International career
- Years: Team / Apps / (Points)
- 1998-2007: Argentina / 37 / (73)

National sevens team
- Years: Team /  / Comps
- 2000-2002: Argentina /  / 3

= Ignacio Corleto =

Argentine rugby union player (born 1978)

Ignacio Saul ("Nani") Corleto (born 21 June 1978, in Buenos Aires) is a retired Argentine rugby union player.

==Club career==
He began his rugby career in the local Club Universitario de Buenos Aires, known as CUBA, where he played from 1997 to 2000. He moved afterwards into professional rugby signing with French club Narbonne, where he played from 2000/01 to 2001/02. He moved to Stade Français, where he played from 2002/03 to 2007/08. He won three French championships, in 2002/03, 2003/04 and 2006/07. He had a serious injury in 2008 which meant the end of his career, even if it was only officially announced in 2010.

==International career==
Corleto participated for the Junior teams in a South American Championship and in two Southern Hemisphere Tournaments with the U21 representative team.

> _REQUIRED ACTION A_
Answer from the Corleto profile:
(i) In what city was Corleto born?
(ii) Which French club did he sign with after leaving CUBA?
(iii) How many French championships did he win?
> _REQUIRED ACTION B_
According to the Corleto profile, why did his playing career end?
Rely only on the Corleto profile.

Dataset entries:
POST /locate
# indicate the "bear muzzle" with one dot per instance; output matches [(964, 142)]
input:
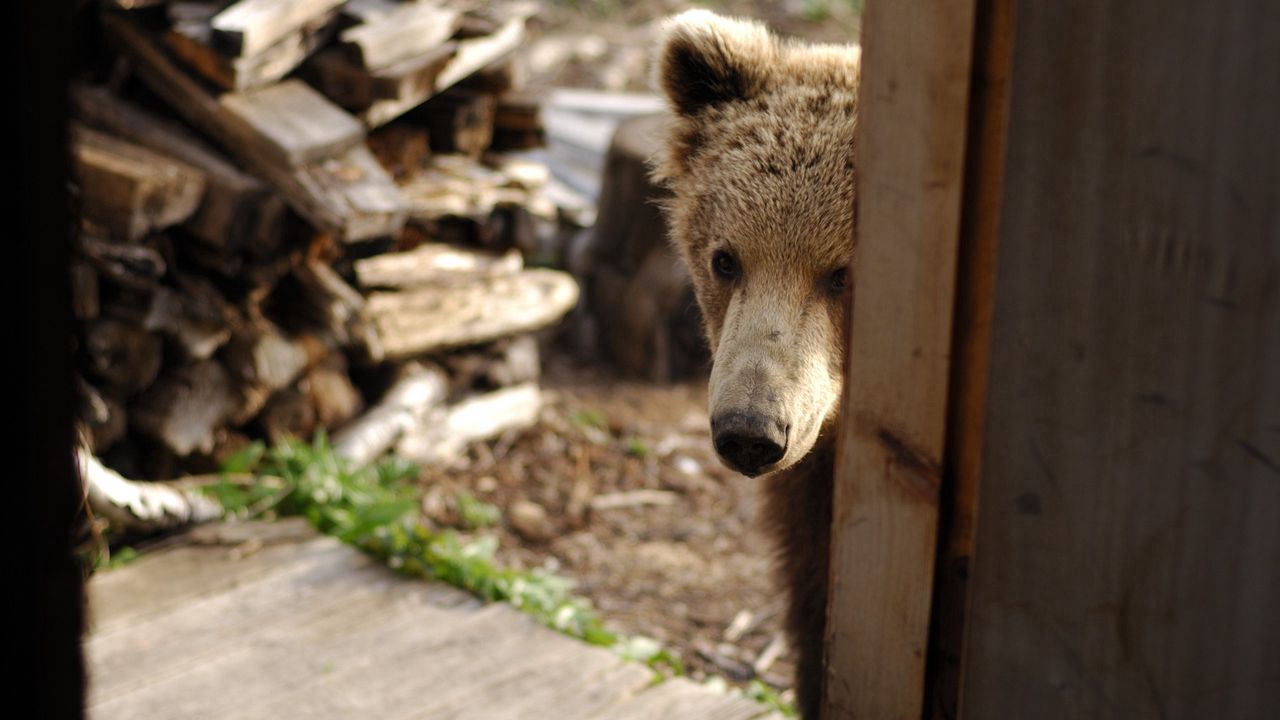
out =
[(749, 442)]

> _RESPONSE A_
(i) Buenos Aires
(ii) Narbonne
(iii) Three

> _RESPONSE B_
A serious injury in 2008 ended his career, although its end was only officially announced in 2010.